=== Requirement 1 ===
Answer these questions from the probability post:
(a) Which chapter of the Deep Learning Book does the post say is focused on Probability and Information Theory?
(b) What example does the post give for incomplete observability?
(c) According to the post, what can probability be seen as?
=== Requirement 2 ===
In the probability post, condense the paragraph beginning "In many case" and the example under it into one or two sentences, keeping the main point and the example.
=== Requirement 3 ===
Proceed with the probability post from its last sentence.

=== Document passage ===
•••••

Probability 1

The chapter 2 of Deep Learning Book is focussed on Probability and Information Theory. This post is TLDR part 1 of the corresponding chapter of the book.

Why Probability?

Not all physical phenomena are deterministic.
Stochastic quantities and uncertain quantities are naturally present in many sources of data.
Sources of uncertainty:
- Inherent stochasticity in system being modelled:
  - Many systems are by nature stochastic.
  - They can be modelled only by a stochastic model.
  - Example: a game of cards.
- Incomplete observability:
  - Deterministic system appear stochastic when it is not possible to observe it in entirety.
  - Example: Monty Hall Problem
- Incomplete modelling:
  - If model discards some information, discarded information results in uncertainty.
  - Example: Use of discrete models to quantify continuous variables.
In many case: it is better to use simple but uncertain model rather that complex but certain, even if true rule is deterministic and we have capability to model everything.
- Example: Better to say: “Most birds fly” than say: “Birds fly, except for young birds that have not learned to fly. sick or injured bird that can not fly and flightless species of bird”
Probability can be seen as the extension of logic to deal with uncertainty.

•••••

=== Given entries ===
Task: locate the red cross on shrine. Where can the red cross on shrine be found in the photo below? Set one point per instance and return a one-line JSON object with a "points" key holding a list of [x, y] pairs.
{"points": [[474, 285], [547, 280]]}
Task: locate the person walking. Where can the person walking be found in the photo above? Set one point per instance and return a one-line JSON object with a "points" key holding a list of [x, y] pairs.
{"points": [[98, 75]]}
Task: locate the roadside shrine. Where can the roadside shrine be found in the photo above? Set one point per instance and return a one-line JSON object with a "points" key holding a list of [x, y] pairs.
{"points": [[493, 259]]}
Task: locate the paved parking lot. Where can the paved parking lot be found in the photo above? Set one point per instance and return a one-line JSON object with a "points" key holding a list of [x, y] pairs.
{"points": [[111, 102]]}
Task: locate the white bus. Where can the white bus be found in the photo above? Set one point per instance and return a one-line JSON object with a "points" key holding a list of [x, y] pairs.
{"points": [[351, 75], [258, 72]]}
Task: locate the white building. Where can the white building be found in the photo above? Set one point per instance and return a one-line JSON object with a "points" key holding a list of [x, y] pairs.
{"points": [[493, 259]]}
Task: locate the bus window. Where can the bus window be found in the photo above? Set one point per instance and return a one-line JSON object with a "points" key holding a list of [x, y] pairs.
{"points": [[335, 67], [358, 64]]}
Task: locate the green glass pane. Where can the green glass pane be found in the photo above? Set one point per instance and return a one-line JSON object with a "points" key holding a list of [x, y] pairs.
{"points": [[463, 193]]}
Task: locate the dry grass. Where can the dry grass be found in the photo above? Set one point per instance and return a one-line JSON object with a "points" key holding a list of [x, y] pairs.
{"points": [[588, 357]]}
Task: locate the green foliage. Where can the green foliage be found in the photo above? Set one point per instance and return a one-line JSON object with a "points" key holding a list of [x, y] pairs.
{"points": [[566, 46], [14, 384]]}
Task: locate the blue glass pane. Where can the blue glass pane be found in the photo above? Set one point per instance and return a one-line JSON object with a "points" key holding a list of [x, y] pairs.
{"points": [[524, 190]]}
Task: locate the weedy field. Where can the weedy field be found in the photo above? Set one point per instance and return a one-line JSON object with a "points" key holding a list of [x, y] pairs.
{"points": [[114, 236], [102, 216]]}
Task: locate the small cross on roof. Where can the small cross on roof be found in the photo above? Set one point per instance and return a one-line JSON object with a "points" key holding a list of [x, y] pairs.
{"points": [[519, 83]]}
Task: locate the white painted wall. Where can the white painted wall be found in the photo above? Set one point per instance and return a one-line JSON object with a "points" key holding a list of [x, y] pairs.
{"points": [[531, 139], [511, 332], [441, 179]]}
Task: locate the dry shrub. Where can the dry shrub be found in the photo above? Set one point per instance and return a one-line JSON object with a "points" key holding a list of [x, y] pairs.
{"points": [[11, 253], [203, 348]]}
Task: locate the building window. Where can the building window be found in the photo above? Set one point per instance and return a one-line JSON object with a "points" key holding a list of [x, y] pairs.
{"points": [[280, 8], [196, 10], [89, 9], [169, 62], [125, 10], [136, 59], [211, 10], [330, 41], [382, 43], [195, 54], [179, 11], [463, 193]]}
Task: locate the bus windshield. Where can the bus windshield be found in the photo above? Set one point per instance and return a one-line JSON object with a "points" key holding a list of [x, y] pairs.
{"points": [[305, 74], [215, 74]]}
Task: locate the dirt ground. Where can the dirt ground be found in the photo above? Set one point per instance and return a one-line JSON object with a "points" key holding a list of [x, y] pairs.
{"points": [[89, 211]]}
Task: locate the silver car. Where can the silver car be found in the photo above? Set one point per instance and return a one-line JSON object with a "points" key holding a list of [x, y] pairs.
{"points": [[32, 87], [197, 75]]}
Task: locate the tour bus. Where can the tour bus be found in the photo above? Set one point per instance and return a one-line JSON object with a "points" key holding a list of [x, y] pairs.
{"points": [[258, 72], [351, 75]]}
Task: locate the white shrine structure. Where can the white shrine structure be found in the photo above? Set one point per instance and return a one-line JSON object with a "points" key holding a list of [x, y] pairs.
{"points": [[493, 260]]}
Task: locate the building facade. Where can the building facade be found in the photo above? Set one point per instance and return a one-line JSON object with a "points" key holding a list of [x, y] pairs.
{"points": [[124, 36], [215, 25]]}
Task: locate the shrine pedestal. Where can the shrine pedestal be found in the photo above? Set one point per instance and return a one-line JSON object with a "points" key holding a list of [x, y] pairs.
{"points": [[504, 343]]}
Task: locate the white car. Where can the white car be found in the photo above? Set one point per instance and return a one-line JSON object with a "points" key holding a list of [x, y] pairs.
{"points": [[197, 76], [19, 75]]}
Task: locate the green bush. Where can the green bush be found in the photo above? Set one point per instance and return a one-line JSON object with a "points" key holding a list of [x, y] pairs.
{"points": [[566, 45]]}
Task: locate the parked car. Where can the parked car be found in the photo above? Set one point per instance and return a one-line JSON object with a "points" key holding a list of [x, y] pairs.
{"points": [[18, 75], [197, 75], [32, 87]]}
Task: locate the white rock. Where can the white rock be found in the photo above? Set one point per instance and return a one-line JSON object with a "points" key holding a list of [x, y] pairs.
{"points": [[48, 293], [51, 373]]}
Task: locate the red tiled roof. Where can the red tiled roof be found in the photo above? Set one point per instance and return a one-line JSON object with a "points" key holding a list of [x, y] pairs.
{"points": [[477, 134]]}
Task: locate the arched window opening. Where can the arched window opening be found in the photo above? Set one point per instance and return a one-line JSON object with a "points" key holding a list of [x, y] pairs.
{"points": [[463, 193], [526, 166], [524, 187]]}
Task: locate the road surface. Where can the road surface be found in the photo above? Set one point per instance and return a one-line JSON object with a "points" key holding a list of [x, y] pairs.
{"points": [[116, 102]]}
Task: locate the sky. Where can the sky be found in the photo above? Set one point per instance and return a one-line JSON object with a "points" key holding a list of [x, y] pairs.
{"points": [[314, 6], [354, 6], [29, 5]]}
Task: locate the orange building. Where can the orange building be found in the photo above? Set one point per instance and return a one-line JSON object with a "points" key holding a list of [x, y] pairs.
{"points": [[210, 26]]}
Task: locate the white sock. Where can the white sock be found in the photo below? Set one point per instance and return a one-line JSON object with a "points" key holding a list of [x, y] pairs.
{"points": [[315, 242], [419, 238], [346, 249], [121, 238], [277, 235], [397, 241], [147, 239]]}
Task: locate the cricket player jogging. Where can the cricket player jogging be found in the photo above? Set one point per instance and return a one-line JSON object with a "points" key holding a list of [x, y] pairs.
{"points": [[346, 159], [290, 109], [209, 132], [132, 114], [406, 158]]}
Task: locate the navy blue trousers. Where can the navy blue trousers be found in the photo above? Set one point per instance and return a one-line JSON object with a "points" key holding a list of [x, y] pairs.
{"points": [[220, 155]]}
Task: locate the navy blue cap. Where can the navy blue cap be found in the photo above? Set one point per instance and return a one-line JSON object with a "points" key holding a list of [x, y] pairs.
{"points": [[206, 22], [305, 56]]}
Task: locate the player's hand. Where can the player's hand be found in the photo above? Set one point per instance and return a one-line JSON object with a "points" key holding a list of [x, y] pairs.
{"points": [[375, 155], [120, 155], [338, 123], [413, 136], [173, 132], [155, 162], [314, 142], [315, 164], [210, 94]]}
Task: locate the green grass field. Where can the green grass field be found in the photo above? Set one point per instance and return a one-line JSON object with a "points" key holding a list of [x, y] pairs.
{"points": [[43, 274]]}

•••••

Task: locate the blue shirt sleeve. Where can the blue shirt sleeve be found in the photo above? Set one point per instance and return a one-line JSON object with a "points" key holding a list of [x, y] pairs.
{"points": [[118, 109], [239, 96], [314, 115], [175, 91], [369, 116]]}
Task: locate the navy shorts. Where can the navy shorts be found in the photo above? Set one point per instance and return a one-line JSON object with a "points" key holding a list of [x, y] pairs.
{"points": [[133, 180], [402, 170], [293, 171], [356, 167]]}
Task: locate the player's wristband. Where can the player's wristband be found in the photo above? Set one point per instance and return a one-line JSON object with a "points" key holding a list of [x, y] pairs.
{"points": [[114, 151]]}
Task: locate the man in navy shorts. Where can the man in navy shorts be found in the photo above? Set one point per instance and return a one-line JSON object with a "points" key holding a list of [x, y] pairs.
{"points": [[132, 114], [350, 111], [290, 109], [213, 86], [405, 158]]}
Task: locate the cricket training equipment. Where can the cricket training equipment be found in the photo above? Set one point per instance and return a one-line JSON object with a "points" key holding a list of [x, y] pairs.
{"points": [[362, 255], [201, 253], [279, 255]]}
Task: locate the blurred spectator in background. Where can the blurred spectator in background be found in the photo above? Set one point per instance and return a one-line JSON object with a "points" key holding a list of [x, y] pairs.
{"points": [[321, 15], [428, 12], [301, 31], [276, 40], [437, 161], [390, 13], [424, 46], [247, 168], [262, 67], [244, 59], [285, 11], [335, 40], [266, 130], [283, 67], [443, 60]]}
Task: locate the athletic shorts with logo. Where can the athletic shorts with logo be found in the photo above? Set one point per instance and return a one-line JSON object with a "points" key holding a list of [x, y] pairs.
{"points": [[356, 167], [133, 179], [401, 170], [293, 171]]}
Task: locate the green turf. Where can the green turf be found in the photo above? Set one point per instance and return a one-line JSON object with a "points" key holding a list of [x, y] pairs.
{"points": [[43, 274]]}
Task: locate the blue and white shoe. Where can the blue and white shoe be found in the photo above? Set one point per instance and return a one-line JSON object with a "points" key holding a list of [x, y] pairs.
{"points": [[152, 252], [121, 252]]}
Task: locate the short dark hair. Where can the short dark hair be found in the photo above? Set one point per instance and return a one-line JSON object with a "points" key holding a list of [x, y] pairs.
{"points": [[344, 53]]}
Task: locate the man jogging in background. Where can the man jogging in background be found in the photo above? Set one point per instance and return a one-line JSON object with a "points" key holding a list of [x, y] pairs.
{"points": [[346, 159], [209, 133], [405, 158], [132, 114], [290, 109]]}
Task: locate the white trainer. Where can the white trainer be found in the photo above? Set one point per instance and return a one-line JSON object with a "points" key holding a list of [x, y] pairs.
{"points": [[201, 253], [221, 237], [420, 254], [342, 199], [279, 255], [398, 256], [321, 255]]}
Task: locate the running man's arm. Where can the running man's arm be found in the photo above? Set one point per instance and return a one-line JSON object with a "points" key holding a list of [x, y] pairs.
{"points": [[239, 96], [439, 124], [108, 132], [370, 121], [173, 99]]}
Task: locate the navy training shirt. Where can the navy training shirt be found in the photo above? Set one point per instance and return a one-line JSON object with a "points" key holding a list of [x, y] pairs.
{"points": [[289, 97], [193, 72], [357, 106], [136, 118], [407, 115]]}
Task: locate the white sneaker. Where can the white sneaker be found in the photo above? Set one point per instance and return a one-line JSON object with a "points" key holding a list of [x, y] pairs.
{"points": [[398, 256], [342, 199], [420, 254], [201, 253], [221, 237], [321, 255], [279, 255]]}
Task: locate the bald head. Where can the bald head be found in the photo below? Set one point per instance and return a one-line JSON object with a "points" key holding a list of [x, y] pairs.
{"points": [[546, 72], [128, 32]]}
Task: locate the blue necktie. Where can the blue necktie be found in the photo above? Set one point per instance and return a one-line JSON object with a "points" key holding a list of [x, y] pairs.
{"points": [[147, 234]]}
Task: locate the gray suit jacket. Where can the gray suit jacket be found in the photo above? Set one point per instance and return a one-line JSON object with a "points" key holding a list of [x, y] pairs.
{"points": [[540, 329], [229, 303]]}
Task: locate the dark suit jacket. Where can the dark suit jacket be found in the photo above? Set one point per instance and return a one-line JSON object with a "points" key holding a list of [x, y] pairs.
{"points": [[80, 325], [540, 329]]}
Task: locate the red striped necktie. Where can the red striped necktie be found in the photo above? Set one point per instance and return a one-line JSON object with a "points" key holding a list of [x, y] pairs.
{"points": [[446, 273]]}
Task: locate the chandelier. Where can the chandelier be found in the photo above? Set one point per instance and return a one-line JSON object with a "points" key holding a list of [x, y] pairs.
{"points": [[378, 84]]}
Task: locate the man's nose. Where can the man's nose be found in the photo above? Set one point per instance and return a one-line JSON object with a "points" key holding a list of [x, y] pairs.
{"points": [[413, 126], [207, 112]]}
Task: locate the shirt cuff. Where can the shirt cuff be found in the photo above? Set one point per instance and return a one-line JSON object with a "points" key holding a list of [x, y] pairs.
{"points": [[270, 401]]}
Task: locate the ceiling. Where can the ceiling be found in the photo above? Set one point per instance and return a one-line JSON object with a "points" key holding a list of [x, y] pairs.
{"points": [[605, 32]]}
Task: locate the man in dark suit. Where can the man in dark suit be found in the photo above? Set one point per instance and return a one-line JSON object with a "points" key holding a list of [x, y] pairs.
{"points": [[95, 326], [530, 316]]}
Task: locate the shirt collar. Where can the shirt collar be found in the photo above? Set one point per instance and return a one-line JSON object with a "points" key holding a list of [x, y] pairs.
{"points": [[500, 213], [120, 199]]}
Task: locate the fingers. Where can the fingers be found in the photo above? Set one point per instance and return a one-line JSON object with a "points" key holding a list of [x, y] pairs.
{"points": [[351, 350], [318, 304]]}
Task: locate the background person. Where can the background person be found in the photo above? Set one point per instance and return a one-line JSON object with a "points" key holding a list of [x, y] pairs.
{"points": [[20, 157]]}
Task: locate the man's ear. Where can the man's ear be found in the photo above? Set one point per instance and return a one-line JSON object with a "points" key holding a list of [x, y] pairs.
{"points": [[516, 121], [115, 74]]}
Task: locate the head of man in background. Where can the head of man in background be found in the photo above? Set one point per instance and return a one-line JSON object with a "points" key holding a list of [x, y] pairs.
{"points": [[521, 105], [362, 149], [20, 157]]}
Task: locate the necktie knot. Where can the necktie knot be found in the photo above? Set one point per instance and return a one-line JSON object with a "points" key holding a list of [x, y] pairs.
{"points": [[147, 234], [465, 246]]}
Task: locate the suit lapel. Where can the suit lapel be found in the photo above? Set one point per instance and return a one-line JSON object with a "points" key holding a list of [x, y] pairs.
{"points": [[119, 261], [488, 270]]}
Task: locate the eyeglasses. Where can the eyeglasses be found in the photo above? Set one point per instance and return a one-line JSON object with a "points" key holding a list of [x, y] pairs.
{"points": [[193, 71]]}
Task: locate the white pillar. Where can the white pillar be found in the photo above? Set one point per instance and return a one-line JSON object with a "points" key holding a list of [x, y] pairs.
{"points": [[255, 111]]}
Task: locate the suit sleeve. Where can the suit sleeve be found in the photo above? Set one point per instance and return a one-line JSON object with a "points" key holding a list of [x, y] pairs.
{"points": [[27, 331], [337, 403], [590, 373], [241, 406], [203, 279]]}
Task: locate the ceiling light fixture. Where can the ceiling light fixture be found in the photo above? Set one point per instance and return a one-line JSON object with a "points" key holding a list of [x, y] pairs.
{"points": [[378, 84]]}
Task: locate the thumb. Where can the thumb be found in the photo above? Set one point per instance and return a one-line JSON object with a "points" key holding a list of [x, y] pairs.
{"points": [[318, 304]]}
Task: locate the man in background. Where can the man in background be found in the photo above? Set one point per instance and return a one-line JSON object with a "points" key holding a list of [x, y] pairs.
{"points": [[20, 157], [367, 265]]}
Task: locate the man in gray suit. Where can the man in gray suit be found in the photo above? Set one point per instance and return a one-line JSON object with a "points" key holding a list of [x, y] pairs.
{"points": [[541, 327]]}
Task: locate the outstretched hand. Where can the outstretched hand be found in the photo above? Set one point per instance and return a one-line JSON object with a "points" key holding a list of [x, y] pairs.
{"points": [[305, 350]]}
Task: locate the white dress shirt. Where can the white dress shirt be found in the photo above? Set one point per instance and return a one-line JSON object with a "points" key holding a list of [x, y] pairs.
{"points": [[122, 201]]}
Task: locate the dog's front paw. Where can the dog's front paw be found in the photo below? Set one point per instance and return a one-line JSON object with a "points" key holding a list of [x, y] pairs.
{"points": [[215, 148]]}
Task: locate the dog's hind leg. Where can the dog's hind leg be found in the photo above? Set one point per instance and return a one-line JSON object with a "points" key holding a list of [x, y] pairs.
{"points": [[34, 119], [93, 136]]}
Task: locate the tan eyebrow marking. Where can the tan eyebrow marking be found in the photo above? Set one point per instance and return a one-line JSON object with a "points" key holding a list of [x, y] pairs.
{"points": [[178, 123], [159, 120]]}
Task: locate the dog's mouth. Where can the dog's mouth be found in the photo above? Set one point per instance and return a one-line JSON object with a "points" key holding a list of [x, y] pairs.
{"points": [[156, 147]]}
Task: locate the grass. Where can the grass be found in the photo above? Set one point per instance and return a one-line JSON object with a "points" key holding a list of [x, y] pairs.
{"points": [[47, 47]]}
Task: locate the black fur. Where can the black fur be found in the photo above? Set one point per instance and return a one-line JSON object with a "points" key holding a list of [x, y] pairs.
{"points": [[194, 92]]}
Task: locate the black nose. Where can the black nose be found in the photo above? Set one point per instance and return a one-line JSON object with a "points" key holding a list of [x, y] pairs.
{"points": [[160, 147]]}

•••••

=== Output 1 ===
(a) Chapter 2.
(b) The Monty Hall Problem.
(c) The extension of logic to deal with uncertainty.

=== Output 2 ===
A simple but uncertain model is often better than a complex but certain one, even when the true rule is deterministic and everything could be modeled. For example, "Most birds fly" is preferable to a full list of the exceptions (young birds that have not learned to fly, sick or injured birds, and flightless species).

=== Output 3 ===
Random Variables

A variable that can take different values randomly.
Denoted by lower case letter in plain typeface: $\text{x}$
Possible values it can take is denoted by lower case letter, plain typeface and subscripts in lower case: random variable $\text{x}$ may take: $x_1, x_2$
Random variable may also take vector valued values
- Denoted as a vector, lowercase bold typeface: $\mathbf{\text{x}}$
- One of its possible value being: $\mathbf{x}$
On its own, random variables are description of states that are possible.
- When used with probability distributions, they specify how likely each states are.
Random variables can be discrete or continuous.

Probability Distributions

Description of how likely a random variable or set of random variables is to take on each of possible states.

Discrete Random Variable and Probability Mass Function

Probability mass function also sometimes just called PMF
- Denoted by upper case P: $P(\text{x})$, where $\text{x}$ is random variable.
PMF maps from state of random variable to probability that the random variable takes that state.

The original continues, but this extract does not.